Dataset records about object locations
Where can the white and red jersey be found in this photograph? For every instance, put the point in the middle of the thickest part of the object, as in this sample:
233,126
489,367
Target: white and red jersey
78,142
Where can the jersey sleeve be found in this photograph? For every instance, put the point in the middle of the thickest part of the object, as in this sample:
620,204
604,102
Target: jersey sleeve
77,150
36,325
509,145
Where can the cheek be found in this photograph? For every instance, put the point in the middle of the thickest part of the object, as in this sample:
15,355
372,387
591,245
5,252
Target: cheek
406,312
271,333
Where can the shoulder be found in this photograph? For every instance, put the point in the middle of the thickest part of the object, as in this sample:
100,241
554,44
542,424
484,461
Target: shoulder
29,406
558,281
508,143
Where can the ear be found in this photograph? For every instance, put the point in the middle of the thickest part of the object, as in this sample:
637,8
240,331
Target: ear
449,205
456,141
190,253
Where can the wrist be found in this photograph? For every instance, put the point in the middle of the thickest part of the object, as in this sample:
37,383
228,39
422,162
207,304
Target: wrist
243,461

...

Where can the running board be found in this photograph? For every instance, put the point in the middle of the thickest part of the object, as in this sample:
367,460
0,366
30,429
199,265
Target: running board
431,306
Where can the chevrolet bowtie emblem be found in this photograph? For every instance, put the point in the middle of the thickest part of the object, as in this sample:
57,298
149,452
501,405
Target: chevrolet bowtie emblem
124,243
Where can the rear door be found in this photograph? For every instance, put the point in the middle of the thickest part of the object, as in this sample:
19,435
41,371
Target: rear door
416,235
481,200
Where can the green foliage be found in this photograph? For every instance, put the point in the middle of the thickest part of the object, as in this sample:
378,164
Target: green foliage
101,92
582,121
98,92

--

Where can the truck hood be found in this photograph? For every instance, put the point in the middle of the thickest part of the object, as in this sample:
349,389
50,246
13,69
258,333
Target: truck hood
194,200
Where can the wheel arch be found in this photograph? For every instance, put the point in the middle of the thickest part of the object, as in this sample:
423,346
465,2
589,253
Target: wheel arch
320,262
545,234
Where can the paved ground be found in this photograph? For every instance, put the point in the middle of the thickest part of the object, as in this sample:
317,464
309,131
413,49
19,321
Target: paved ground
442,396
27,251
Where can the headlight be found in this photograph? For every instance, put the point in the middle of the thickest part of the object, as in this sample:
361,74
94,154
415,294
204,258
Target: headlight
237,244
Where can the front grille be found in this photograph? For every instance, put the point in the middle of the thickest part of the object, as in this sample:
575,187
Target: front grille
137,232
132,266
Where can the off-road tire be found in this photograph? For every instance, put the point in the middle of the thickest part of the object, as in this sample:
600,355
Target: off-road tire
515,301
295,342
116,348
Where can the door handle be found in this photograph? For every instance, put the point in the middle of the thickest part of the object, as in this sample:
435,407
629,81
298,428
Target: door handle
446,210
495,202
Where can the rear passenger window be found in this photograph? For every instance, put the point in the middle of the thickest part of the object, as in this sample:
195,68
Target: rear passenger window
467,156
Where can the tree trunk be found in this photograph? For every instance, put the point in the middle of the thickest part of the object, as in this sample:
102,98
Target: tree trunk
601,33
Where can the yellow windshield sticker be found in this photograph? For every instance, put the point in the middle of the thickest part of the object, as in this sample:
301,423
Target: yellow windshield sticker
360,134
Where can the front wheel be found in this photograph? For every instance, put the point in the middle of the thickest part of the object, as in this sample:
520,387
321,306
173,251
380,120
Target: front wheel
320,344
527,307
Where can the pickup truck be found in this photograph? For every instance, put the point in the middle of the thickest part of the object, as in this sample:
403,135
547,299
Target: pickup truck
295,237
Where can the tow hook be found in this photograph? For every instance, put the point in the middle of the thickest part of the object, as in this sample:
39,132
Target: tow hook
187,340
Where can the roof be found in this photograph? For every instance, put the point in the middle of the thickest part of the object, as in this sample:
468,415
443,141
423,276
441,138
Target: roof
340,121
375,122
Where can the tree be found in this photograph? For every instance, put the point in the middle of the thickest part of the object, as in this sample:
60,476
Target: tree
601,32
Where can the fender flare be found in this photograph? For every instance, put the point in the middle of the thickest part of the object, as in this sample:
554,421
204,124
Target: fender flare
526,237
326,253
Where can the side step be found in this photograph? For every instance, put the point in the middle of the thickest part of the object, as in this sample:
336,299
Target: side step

PROBLEM STATEMENT >> Write out the stretch of the listing from the line containing "Where can the pickup" through the line containing "Target: side step", copying each line unchanged, both end lines included.

RESULT OF THIS TASK >>
Where can the pickup truck be found in this photograph? For every instance, put the point in the middle of the thickest part of the object, as in this sample:
403,135
547,299
Target: pickup truck
295,237
Where can the tow hook be found in this photograph? For every instance, put the point in the middle of the thickest part of the object, as in this sample:
39,132
Target: tow hook
187,340
Where can the roof be found in this photograph? For every instance, put the point in the middle of the thickest part of the object, as in this sample:
468,415
443,141
423,276
441,138
Target: roof
340,121
375,122
Where can the tree be found in this photograph? For every instance, put the point in the middle of the thickest part of the object, as in this sample:
60,476
Target: tree
601,32
Where can the fender flare be found in this photograph? For every instance, put the point in the middle of the thickest part of the object, as in this sample:
554,421
204,124
Target: fender flare
526,237
326,253
Where can the side step be found in this photograph? For every instance, put the point in the middle of the thickest part of the object, as in this sample:
336,299
Target: side step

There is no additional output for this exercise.